-- start of DATA TO USE --

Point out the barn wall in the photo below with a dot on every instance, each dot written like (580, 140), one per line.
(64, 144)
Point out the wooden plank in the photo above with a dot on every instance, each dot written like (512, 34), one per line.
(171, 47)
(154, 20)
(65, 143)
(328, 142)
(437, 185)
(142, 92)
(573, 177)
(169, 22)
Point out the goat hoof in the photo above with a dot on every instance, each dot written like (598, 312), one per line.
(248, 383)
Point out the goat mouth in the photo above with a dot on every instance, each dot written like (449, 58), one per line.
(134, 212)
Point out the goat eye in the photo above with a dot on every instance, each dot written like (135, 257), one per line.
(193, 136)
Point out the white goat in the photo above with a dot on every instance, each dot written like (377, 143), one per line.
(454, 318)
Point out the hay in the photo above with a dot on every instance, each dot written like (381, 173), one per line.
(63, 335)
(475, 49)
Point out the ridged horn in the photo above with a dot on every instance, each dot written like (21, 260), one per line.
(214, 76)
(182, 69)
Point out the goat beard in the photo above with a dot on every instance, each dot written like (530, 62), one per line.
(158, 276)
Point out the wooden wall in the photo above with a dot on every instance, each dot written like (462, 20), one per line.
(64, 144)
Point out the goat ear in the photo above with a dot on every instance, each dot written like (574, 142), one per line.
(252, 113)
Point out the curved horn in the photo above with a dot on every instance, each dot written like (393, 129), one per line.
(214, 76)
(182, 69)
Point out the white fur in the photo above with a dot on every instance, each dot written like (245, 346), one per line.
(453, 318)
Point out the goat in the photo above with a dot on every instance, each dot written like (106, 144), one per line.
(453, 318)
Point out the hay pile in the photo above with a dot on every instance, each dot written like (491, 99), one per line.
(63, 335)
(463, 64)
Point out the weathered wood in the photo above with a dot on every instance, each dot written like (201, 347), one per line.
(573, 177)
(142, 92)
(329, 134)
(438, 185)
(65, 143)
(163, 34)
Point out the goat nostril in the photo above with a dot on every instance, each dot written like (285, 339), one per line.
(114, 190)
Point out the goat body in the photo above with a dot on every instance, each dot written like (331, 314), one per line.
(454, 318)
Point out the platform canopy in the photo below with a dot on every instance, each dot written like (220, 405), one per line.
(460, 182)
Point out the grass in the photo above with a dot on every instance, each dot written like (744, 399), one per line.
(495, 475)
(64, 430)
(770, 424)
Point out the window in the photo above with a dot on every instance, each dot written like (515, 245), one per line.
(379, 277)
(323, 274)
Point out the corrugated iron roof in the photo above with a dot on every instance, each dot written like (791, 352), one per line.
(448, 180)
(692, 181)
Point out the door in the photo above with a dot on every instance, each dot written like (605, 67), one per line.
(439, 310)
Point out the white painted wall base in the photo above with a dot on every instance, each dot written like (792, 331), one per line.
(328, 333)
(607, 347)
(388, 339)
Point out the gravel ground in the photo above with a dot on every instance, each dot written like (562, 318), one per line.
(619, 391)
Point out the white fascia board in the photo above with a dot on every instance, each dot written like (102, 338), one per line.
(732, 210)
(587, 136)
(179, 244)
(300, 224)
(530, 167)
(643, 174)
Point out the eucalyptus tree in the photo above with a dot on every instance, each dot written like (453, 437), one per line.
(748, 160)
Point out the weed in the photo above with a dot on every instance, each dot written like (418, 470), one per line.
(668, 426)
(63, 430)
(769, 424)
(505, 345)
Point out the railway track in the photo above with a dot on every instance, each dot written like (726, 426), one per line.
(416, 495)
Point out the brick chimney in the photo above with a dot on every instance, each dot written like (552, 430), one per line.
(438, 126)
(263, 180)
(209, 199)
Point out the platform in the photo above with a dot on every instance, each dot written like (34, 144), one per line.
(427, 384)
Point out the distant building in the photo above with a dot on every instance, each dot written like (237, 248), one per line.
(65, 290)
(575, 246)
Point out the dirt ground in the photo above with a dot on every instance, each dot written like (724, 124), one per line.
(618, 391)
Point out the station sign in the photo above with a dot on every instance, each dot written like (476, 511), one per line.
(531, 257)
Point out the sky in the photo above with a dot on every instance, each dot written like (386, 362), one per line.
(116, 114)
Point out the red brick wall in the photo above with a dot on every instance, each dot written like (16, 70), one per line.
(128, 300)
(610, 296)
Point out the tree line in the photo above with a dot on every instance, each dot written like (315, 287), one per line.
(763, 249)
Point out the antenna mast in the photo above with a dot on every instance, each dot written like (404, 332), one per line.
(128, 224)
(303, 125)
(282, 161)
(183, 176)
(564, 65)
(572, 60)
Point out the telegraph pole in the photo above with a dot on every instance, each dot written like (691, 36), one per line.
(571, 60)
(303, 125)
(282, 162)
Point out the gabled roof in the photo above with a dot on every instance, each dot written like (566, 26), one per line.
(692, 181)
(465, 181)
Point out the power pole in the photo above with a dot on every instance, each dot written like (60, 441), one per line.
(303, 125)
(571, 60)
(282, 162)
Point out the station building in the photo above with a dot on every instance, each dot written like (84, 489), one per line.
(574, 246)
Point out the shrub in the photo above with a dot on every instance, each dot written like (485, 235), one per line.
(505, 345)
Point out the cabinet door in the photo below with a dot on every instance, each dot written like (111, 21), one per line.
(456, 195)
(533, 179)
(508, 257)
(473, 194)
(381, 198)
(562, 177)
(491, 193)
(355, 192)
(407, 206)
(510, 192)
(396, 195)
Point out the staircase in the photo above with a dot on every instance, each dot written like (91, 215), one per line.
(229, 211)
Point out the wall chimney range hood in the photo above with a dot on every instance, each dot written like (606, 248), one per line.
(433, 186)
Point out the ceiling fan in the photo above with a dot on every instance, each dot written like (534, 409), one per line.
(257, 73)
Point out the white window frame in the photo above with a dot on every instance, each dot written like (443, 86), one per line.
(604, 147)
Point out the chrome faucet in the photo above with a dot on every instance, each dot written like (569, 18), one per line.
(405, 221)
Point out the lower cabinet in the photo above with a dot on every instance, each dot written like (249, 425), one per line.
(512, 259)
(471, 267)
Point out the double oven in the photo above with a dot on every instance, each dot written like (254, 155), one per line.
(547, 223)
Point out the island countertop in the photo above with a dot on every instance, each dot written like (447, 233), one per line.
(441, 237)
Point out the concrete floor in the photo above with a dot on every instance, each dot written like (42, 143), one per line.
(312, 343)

-- end of DATA TO USE --

**WORK REQUIRED:** Exactly as written, give the line containing "Point out the wall" and all remaining lines of the records.

**EXPECTED ANSWER:**
Point out the wall chimney range hood in the photo above with a dot on every instance, each dot written like (606, 248), one per line.
(433, 186)
Point out the ceiling fan in the photo above with a dot on every instance, each dot written like (534, 409), one per line.
(257, 73)
Point out the white window frame in the photo above with a dot on every instance, each dot written like (443, 86), one per line.
(604, 147)
Point out the chrome faucet in the photo above with a dot on every instance, each dot written like (569, 18), one per line.
(405, 221)
Point out the lower cabinet in the photo above with a dot on every instance, each dot written like (249, 425), one per line.
(512, 259)
(471, 267)
Point out the double oven in the photo above with a dot on every instance, each dot written like (254, 155), one per line.
(547, 223)
Point out the island countertop in the photo above with a dot on every instance, each dot written like (447, 233), one per line.
(441, 237)
Point out the concrete floor in the photo above with a dot on every instance, each dot written like (42, 143), one per line.
(312, 343)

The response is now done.